— Предоставленный отрывок —
83. 26 июля 2001 года она обжаловала этот отказ в Московском городском суде и Генеральной прокуратуре, указывая inter alia на нарушение статьи 8 Конвенции. Через неделю она получила разрешение на свидание с заявителем.
84. В период с 7 декабря 2001 года по 10 января 2002 года разрешения на свидания не выдавались.
F. Общение с адвокатами и подготовка защиты
1. Ограничения на общение с адвокатами
85. Во время всего разбирательства дела адвокаты заявителя могли встречаться с ним только на основе одноразовых разрешений. На стадии предварительного следствия разрешения выдавали следователи Федеральной службы безопасности, во время суда – судья.
86. 26 апреля и 4 мая 2000 года одна из адвокатов заявителя г-жа Москаленко обратилась в Верховный Суд Российской Федерации с просьбойо выдаче разрешения на встречи с заявителем без ограничений. В обоих случаях секретарь давала ей разрешение только на «встречу». Однако, уступая требованиям г-жи Москаленко, каждый раз секретарь делала рукописные исправления, заменяя единственное число на множественное.
87. 26 апреля 2000 года сотрудники изолятора «Лефортово» сочли выданный Верховным Судом документ за одноразовое разрешение, поскольку он содержал рукописные исправления, а изначально в нем была указана одна встреча.

— Задания —
**1.** Перепишите из отрывка об ограничениях на свидания и общение с адвокатами часть от слов «87. 26 апреля» до слов «указана одна встреча.».
**2.** Продолжите отрывок об ограничениях на свидания и общение с адвокатами с того места, на котором он заканчивается.

— Выдержки из записей —
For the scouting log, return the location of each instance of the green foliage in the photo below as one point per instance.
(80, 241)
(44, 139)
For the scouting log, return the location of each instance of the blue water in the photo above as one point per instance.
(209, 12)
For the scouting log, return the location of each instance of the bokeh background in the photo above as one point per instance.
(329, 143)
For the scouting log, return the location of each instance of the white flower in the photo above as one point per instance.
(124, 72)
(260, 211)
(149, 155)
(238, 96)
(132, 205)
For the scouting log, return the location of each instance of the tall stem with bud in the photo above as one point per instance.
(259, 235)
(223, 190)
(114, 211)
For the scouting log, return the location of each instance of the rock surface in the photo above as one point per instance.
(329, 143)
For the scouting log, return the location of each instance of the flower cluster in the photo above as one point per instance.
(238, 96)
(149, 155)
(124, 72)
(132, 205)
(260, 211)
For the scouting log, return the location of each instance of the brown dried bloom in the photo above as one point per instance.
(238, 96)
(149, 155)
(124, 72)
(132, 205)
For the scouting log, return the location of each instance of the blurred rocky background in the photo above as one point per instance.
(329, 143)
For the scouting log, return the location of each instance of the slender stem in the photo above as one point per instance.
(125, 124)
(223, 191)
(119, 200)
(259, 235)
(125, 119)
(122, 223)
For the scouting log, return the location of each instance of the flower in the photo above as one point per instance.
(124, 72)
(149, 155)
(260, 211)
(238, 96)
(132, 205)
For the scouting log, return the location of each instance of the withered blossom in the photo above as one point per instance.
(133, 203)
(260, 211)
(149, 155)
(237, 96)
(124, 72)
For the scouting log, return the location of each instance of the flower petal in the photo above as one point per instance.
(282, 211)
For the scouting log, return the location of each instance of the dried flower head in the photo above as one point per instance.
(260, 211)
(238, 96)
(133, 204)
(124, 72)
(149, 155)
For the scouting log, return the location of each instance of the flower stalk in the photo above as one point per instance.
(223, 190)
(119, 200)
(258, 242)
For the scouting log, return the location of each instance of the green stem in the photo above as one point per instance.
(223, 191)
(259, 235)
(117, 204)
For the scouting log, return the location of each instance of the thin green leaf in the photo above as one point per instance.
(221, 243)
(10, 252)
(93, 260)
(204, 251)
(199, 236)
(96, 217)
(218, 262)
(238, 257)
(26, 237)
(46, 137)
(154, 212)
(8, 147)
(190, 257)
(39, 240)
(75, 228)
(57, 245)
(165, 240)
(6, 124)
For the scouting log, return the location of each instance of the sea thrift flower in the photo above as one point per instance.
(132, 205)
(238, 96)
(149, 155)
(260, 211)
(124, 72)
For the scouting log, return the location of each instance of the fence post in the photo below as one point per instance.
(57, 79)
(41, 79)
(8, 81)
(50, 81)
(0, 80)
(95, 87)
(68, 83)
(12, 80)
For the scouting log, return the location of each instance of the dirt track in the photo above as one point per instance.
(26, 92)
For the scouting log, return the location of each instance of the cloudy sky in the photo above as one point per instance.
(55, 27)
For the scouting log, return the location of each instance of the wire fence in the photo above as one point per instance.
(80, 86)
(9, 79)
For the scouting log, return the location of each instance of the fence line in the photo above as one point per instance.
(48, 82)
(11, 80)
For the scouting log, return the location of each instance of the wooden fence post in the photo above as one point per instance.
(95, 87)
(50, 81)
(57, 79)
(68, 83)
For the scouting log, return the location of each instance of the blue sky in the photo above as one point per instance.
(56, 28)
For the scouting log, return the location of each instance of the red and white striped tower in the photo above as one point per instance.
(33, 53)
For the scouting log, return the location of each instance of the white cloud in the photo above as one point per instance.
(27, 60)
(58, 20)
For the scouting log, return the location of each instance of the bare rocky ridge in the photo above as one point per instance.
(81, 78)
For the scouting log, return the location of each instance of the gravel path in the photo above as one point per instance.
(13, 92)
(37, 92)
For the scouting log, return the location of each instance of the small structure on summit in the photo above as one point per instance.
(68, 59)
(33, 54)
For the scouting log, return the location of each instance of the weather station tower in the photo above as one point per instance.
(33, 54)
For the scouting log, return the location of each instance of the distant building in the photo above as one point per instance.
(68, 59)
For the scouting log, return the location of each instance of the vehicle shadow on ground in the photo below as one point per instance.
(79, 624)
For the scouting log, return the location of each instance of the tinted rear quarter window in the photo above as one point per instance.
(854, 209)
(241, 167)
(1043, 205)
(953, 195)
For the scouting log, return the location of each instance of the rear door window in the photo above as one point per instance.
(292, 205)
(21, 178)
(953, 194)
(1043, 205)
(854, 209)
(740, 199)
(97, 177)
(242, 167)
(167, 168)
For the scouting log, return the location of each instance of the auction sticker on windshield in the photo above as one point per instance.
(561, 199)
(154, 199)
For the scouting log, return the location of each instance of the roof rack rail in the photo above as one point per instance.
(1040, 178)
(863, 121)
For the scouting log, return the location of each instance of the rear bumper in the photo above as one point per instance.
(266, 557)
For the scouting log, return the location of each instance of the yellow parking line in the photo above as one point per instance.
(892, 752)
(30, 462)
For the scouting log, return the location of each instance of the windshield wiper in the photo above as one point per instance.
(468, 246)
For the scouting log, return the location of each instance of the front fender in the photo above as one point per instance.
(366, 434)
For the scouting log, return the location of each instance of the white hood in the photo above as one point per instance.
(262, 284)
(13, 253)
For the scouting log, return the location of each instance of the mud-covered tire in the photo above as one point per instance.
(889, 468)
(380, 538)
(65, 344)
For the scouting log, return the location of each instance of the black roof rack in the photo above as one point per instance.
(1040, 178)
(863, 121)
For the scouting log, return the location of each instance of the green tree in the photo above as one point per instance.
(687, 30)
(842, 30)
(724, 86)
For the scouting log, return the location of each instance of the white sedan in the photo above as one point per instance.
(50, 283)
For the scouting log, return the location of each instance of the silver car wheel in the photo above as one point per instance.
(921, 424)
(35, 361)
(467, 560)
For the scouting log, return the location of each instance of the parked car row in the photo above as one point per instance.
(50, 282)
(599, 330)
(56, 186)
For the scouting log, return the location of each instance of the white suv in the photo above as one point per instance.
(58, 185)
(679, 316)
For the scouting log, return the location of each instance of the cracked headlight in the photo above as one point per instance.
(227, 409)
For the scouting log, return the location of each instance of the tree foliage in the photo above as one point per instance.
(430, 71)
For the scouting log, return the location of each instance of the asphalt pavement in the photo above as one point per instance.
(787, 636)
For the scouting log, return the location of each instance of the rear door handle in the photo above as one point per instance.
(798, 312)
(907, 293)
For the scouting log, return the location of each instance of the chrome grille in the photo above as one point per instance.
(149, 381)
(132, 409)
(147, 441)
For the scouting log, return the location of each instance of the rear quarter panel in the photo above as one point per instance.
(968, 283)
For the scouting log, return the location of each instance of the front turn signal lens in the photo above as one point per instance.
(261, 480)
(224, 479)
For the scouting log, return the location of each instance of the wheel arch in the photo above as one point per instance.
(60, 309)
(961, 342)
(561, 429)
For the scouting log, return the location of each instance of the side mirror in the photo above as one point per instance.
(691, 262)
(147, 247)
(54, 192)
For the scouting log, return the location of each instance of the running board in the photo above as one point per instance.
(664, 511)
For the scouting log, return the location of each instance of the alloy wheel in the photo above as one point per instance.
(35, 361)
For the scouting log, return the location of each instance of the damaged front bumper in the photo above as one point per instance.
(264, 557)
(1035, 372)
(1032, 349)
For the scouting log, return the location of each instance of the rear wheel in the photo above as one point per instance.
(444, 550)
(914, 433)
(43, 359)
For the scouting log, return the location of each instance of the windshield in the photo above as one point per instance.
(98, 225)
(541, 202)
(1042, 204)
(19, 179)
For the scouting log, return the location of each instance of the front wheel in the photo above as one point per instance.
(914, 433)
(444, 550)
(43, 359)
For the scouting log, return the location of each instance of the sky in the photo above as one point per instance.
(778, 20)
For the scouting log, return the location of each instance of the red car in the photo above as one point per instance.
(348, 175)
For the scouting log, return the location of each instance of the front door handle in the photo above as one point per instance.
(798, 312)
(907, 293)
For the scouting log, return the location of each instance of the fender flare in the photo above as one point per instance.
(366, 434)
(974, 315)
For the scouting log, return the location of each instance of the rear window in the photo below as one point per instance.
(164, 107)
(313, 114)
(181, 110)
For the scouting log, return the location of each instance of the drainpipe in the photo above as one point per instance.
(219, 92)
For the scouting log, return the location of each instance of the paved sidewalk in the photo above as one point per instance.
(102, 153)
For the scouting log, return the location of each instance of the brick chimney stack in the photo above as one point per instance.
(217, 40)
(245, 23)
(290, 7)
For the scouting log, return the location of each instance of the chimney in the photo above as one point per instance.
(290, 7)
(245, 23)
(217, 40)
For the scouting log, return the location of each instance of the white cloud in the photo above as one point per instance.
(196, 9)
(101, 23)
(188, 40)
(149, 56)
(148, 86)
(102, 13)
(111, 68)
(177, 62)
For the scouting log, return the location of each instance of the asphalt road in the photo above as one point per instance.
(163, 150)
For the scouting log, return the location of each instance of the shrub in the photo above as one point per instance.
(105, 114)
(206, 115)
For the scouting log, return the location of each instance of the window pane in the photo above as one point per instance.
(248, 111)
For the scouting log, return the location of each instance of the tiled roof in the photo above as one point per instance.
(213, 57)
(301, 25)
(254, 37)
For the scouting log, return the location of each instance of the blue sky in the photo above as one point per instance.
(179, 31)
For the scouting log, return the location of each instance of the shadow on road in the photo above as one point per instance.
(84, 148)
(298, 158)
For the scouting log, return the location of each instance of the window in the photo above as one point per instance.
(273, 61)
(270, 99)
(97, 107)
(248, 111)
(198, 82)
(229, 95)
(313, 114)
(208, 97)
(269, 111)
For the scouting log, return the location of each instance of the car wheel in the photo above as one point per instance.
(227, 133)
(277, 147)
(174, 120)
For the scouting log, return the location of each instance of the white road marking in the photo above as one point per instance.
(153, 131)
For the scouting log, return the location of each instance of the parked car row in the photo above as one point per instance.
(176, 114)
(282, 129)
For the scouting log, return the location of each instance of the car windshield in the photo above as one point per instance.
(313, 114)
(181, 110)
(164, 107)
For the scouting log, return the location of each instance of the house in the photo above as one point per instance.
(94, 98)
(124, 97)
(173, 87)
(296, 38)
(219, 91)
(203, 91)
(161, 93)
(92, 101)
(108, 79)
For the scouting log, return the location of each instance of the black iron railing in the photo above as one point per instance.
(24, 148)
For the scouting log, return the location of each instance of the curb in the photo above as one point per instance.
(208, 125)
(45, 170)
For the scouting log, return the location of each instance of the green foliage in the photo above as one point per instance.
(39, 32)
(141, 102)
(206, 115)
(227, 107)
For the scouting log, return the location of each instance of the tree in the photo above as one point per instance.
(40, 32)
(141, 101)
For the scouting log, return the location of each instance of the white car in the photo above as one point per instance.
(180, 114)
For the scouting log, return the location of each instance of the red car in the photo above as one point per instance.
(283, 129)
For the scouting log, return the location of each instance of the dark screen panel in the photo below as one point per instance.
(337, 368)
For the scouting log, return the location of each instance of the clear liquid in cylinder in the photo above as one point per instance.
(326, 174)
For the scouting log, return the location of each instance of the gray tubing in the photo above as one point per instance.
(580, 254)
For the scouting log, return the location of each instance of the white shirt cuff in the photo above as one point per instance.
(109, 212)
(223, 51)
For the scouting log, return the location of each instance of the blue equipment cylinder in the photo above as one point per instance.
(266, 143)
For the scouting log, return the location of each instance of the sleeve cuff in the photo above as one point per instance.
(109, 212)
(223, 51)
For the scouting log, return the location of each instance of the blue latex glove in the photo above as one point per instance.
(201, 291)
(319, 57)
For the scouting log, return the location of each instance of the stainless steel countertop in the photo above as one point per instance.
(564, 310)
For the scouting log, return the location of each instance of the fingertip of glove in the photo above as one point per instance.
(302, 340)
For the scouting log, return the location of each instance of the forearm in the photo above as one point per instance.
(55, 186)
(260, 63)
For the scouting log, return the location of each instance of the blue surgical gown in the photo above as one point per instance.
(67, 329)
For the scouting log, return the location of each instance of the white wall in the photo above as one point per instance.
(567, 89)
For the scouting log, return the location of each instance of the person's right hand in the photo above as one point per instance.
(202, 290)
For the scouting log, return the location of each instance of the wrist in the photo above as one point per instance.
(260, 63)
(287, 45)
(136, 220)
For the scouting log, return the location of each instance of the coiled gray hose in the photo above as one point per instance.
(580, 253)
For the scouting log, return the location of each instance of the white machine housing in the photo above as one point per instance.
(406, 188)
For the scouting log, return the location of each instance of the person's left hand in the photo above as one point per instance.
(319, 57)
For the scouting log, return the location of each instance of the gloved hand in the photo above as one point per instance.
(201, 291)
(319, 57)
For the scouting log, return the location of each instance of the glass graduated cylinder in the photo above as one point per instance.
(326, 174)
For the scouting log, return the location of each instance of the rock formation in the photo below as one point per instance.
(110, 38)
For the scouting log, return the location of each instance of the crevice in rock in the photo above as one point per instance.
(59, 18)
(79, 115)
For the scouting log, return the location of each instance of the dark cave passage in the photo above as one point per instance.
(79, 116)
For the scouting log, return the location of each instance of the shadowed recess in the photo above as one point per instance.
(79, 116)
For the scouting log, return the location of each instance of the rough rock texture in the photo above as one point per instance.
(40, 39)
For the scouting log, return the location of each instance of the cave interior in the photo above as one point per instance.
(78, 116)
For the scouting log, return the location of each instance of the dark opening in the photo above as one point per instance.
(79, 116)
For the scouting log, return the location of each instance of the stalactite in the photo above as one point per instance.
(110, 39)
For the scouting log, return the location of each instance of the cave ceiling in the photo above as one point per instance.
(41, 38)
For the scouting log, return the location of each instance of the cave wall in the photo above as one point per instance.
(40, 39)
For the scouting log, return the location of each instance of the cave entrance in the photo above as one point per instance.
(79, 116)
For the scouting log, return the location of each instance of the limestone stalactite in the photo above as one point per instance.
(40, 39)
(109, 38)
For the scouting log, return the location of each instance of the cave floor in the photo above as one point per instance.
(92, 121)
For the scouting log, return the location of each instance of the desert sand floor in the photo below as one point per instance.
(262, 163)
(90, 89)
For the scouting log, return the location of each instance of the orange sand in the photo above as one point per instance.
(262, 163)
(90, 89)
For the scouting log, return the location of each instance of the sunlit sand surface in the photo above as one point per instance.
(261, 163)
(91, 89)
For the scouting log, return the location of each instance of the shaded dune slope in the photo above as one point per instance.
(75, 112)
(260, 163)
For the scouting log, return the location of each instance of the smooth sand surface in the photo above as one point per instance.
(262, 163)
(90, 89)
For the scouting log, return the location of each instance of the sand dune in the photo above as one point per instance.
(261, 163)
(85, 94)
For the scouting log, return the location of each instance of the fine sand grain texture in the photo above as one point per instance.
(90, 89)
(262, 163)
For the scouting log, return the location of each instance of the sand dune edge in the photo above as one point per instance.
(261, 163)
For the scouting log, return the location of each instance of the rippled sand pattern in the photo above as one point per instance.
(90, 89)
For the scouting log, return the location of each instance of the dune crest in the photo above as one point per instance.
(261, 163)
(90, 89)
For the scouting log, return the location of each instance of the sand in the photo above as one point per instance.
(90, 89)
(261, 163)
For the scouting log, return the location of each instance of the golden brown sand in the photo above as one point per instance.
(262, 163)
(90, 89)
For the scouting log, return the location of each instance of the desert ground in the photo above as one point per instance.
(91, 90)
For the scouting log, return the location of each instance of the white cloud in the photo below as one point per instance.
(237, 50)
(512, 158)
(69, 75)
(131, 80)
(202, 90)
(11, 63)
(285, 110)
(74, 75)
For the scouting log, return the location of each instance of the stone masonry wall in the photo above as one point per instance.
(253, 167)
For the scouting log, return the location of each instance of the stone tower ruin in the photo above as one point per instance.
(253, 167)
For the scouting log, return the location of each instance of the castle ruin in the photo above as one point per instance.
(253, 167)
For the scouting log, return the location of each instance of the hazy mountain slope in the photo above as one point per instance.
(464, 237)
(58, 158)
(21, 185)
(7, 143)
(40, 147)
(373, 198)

— Ответы по заданиям —
**1.**
87. 26 апреля 2000 года сотрудники изолятора «Лефортово» сочли выданный Верховным Судом документ за одноразовое разрешение, поскольку он содержал рукописные исправления, а изначально в нем была указана одна встреча.

**2.**
. 5 мая 2000 года г-жа Москаленко попыталась подать письменное заявление начальнику изолятора «Лефортово» с просьбой разрешить встречи с заявителем без ограничений. Сотрудники изолятора отказались принять ее заявление и сказали, что она не может встретиться с начальником изолятора.
. Впоследствии заместитель начальника изолятора «Лефортово» пришел к заведующей Юридической консультацией № 10, где работала г-жа Москаленко, и заявил, что г-жа Москаленко подделала разрешение на посещение заявителя; он угрожал возбуждением уголовного дела в отношении г-жи Москаленко. Г-жа Москаленко отвергла все эти обвинения.
. 1 июня 2000 года Верховный Суд выдал г-же Москаленко отпечатанное разрешение на «встречи» с заявителем. По заявлению правительства, 23 мая 2001 года г-же Москаленко не разрешили встретиться с заявителем, так как она не представила ордер юридической консультации на защиту его интересов.
91. 21 августа, 12 сентября и 17 октября 2001 года одна из адвокатов заявителя г-жа Костромина безуспешно обращалась в суд первой инстанции с просьбой о получении многоразового разрешения на встречи с заявителем.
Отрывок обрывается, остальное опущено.